_RECORD EXTRACTS_.
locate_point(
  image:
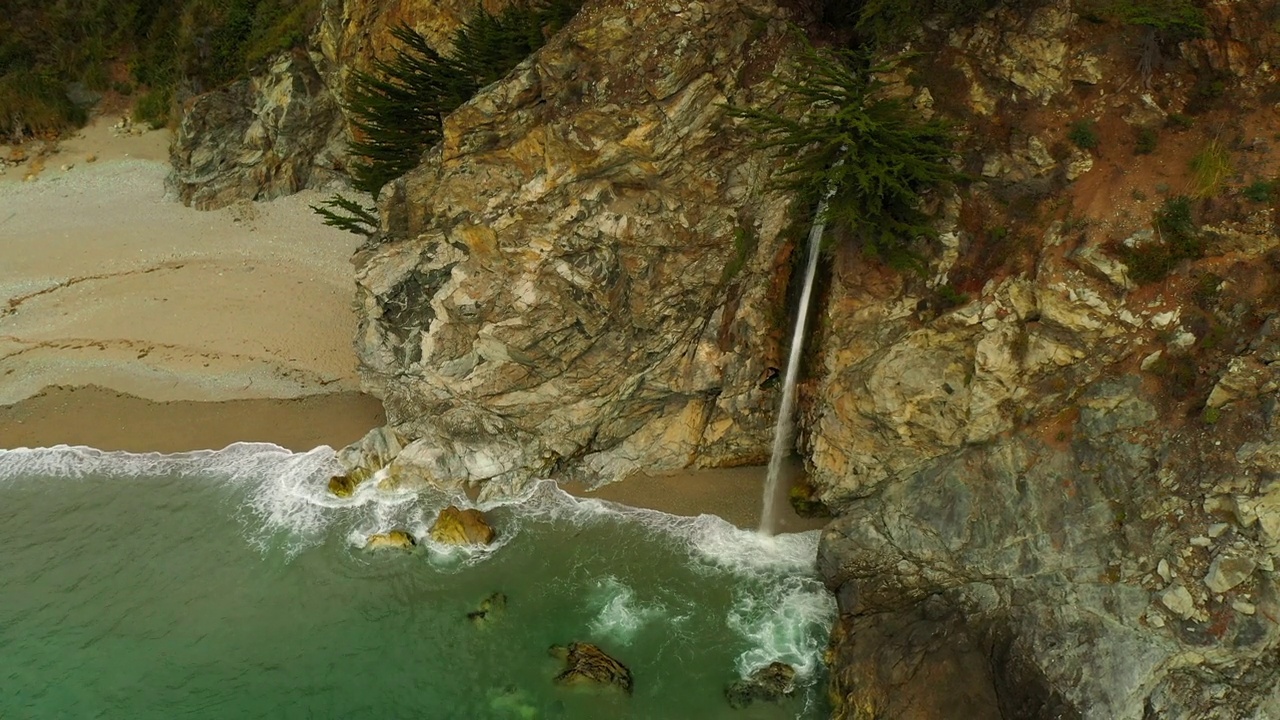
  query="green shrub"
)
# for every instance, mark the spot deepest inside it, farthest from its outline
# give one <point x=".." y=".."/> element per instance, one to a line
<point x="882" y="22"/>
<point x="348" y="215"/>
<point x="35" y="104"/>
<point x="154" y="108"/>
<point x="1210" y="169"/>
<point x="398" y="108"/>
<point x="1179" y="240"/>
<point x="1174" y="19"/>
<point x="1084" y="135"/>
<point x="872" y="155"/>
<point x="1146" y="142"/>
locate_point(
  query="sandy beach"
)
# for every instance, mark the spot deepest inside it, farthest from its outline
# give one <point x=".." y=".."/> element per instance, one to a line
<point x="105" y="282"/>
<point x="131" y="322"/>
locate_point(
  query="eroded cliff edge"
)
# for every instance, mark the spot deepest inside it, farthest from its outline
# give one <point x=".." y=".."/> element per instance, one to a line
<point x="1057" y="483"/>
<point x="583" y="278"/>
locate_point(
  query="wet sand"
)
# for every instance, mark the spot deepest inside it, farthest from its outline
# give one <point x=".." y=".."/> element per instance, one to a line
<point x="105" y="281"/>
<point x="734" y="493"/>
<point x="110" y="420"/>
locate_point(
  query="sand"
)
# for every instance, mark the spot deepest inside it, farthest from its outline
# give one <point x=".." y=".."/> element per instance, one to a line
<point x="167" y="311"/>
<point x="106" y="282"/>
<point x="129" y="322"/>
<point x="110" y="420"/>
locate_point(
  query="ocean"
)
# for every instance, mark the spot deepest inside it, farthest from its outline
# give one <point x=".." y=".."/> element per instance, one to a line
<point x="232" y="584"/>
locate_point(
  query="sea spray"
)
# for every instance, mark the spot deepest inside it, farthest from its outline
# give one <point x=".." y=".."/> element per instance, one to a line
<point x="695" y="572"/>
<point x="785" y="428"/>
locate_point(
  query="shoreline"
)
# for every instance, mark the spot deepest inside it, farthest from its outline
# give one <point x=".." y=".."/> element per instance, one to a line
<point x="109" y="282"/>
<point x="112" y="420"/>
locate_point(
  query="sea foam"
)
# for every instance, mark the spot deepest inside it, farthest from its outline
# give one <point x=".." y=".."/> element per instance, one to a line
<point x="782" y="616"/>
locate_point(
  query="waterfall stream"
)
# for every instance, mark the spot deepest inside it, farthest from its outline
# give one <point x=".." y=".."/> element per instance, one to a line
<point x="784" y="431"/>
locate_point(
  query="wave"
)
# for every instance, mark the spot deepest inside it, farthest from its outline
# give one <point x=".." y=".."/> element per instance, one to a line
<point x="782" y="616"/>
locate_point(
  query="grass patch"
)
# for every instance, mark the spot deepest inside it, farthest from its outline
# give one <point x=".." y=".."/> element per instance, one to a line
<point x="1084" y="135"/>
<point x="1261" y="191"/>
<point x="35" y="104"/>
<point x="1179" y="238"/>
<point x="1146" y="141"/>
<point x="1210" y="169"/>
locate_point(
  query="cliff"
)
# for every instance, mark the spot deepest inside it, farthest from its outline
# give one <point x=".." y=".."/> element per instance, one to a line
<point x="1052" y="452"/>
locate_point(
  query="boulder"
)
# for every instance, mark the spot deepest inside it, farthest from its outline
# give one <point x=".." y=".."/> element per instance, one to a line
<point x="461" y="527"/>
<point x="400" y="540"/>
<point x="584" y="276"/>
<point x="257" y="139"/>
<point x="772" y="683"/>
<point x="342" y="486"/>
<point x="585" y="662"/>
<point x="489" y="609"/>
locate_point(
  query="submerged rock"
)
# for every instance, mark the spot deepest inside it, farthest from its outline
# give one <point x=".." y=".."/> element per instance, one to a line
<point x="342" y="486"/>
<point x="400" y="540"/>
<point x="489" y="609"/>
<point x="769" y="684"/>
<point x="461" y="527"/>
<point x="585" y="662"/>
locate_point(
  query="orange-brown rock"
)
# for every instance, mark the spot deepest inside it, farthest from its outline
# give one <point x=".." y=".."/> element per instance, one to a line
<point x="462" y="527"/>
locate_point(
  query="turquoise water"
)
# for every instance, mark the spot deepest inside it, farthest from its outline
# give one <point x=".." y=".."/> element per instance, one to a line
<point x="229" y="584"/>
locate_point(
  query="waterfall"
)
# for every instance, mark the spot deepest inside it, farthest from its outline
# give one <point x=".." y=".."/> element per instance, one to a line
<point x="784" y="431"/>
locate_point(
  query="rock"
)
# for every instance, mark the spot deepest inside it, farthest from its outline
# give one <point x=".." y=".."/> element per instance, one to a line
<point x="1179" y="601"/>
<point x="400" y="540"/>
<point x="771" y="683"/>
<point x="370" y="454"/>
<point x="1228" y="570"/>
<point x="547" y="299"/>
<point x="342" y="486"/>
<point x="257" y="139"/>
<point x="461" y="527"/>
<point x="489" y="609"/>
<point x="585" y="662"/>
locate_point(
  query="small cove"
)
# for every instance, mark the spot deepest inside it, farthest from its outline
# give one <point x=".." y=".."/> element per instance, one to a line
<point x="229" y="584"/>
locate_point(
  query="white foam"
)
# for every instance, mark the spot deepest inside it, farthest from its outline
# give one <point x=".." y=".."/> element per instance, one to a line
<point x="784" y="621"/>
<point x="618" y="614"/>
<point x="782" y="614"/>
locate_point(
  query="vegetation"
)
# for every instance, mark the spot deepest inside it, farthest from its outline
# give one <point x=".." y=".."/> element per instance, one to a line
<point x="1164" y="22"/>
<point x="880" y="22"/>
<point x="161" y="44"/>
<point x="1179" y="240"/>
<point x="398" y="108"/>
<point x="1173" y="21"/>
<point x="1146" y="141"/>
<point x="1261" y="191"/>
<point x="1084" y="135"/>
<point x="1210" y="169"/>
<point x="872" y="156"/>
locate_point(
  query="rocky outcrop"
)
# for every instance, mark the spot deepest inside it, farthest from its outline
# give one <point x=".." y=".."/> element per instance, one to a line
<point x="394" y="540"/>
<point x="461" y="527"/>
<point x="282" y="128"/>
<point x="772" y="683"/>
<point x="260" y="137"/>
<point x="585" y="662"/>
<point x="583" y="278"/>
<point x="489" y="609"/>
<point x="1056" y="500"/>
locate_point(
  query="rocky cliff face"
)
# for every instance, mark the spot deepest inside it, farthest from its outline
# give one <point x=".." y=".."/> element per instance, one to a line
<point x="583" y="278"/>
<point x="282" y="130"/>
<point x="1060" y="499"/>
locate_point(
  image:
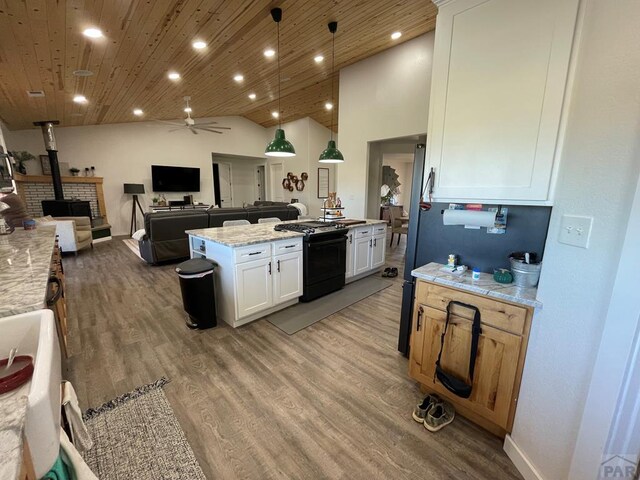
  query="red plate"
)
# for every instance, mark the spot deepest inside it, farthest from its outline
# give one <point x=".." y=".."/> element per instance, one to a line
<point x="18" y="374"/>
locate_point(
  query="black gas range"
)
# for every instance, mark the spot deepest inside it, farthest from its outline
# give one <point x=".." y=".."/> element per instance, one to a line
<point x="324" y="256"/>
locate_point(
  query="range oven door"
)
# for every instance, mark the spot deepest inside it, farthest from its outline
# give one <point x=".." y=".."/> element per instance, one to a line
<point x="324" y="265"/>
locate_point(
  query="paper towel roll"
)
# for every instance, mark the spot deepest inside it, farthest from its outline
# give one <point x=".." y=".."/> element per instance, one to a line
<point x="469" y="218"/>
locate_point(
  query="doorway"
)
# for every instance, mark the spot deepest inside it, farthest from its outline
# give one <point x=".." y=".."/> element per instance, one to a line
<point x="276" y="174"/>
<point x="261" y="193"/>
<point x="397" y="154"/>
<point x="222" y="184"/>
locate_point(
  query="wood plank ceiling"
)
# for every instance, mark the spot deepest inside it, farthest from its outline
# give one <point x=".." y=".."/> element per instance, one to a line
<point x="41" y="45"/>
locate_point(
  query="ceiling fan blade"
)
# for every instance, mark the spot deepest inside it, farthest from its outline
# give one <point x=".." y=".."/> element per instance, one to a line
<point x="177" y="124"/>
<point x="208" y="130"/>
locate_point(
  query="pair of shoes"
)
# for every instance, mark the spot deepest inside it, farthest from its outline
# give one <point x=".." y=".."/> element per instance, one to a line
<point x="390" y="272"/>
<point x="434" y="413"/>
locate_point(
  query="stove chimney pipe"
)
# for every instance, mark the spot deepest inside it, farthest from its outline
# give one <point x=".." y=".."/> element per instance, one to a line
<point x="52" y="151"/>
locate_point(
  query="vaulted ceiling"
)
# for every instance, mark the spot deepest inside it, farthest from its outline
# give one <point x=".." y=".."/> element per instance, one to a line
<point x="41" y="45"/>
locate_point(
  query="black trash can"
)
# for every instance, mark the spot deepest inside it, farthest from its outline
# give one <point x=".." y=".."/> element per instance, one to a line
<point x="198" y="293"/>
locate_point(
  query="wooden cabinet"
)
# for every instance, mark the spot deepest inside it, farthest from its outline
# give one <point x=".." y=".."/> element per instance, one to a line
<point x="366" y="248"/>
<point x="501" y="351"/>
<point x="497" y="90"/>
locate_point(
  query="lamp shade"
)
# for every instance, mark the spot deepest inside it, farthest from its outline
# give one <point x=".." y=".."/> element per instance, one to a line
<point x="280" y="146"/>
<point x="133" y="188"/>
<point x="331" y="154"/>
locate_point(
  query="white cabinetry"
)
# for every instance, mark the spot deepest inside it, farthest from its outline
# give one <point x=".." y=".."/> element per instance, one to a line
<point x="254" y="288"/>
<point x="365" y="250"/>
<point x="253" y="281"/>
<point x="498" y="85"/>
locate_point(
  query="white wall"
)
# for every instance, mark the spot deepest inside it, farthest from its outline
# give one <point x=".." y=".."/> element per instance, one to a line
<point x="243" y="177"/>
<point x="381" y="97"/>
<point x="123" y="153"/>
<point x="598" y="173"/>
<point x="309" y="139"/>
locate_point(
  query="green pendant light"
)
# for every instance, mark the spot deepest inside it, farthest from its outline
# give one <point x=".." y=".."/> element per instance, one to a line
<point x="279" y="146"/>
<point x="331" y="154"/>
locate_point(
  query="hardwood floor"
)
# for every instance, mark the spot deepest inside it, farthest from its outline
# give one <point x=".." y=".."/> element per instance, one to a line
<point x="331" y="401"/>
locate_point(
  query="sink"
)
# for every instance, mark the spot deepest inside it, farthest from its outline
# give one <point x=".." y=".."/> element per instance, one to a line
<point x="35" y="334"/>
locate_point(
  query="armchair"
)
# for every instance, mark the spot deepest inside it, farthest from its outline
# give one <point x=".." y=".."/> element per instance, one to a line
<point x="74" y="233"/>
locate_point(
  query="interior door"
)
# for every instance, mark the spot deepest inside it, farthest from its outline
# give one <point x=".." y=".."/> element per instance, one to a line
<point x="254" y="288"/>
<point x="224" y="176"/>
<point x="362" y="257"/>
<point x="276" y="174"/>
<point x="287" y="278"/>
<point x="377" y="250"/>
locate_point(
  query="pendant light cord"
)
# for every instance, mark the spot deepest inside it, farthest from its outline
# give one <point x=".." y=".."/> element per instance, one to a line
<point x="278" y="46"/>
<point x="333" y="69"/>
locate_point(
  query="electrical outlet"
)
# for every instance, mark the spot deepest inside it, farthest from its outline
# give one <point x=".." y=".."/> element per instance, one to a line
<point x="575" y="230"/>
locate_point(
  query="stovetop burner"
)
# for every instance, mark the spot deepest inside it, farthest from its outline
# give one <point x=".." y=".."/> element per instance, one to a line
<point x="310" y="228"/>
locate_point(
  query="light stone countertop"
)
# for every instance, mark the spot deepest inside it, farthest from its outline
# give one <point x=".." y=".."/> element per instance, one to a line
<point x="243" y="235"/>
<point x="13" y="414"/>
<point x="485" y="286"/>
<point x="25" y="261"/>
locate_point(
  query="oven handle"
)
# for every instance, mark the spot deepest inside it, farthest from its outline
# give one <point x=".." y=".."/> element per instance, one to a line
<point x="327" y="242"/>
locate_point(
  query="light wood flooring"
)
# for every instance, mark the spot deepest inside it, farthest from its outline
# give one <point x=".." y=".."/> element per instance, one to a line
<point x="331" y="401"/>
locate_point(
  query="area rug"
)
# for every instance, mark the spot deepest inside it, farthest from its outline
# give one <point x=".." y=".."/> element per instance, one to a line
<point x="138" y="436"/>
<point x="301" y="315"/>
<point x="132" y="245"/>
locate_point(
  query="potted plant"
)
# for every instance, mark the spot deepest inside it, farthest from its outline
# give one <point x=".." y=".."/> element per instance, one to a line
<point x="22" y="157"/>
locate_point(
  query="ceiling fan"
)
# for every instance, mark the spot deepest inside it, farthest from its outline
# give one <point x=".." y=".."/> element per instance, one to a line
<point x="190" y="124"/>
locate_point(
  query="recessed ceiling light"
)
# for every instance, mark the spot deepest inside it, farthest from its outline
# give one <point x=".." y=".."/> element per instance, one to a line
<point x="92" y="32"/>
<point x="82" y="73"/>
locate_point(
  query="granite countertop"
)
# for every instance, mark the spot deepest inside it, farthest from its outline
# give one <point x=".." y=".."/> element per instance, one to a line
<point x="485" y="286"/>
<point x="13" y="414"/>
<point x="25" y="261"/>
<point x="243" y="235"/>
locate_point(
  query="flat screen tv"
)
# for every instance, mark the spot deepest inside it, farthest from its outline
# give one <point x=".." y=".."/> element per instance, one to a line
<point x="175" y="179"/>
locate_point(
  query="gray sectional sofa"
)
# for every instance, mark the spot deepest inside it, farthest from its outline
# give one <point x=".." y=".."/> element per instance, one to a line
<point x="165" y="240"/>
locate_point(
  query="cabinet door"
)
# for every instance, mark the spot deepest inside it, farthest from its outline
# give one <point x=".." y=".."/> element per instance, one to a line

_PROBLEM_. Tally how many lines of the material contain the word "ceiling". The answer must be the number and nothing else.

_ANSWER BOX_. 5